Starting with the line that has "The service MUST place a point on the office" in it, repeat every line through the last one, word for word, and give nothing more.
□ □ □ □
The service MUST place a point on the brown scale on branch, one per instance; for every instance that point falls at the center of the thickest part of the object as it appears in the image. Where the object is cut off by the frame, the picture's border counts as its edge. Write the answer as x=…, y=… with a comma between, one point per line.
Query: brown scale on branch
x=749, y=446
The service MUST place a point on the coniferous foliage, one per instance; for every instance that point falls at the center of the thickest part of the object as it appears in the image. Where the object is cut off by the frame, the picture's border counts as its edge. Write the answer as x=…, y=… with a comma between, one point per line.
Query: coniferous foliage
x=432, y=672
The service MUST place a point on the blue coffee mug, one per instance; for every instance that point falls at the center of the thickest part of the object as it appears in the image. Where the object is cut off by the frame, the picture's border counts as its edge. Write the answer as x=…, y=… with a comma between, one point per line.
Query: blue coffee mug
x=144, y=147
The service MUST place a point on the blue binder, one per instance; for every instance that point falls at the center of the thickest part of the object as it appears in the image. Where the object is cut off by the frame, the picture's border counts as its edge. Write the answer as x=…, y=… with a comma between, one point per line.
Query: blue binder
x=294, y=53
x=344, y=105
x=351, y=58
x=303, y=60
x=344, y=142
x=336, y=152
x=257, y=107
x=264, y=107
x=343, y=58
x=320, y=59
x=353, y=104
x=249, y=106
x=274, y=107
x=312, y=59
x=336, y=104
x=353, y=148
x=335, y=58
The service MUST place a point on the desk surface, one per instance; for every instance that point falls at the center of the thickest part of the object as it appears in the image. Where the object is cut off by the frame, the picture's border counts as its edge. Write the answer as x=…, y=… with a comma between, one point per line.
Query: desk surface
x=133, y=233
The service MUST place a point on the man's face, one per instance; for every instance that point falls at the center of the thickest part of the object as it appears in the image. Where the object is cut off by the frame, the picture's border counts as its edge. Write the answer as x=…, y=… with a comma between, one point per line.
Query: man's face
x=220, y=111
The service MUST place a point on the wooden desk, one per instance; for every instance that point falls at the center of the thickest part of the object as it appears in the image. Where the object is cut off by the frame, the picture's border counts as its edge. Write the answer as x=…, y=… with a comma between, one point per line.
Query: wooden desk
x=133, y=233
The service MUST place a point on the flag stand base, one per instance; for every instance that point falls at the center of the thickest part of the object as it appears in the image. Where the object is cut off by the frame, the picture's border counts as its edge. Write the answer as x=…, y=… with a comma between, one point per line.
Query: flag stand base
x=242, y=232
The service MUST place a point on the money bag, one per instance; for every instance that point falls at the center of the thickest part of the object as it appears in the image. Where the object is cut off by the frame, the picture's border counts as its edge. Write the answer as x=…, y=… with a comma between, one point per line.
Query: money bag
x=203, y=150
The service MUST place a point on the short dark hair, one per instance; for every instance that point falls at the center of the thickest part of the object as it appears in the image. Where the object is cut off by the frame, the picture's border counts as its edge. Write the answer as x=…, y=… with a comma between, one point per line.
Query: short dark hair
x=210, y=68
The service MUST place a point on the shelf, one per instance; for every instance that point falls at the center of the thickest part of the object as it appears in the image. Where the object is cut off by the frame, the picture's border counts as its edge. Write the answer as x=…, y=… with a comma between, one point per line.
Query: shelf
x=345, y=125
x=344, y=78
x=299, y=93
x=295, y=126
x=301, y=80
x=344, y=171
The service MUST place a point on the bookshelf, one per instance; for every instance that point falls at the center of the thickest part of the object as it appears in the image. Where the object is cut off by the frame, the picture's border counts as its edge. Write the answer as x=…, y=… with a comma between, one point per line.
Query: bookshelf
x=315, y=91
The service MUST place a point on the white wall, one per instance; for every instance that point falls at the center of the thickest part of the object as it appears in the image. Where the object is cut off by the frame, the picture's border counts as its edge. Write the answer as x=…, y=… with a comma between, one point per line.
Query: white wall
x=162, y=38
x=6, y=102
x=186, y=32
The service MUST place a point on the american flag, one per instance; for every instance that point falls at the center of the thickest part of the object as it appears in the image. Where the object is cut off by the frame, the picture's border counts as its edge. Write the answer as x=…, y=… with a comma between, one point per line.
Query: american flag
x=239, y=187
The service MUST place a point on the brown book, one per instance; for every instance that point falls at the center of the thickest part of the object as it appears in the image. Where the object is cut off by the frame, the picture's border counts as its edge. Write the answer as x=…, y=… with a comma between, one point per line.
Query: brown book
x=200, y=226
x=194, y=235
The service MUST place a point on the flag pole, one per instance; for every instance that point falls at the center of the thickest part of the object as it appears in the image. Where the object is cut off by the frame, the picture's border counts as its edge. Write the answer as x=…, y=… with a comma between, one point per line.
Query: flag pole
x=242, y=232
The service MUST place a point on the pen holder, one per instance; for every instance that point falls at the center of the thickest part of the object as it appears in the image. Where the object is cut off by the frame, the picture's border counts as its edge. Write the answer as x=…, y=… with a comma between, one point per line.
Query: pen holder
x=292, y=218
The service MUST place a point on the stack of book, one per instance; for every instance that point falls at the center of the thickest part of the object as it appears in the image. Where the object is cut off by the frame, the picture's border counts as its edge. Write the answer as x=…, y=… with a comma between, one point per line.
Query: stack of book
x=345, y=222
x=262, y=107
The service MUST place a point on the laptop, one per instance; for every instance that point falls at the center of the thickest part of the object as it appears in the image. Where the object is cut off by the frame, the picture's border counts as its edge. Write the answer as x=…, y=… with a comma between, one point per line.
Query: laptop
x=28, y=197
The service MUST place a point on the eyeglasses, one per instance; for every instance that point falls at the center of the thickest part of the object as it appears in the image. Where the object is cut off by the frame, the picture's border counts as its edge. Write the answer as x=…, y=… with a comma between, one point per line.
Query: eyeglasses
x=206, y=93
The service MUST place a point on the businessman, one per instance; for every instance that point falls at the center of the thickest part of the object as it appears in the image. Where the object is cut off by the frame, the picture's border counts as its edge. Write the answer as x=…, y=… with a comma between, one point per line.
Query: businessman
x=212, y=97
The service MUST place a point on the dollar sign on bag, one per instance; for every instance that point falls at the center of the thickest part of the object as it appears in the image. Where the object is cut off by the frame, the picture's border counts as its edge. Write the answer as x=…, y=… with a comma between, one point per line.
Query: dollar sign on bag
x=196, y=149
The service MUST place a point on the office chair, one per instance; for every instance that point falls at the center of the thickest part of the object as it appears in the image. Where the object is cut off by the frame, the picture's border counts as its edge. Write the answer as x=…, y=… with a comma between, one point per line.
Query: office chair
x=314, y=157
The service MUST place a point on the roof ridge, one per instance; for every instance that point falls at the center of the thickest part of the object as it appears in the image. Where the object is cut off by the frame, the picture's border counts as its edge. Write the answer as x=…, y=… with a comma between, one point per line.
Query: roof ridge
□ □ □ □
Expected answer →
The service MUST place a point on the office chair, one per instance; for every instance that point falls at the center of the thickest part of the object as it appears in the image. Where the object is cut off by the frame, the picture's border counts as its edge. Write the answer as x=…, y=… with a comma between, one point per line.
Query: office chair
x=314, y=157
The service MUST place a point on the roof ridge, one per instance; for every instance that point falls at the center of the thickest part of the object as it appears in the image. Where the object is cut off by the frame, the picture's border counts as its edge. Write the answer as x=…, y=… with a comma between, one point per line.
Query: roof ridge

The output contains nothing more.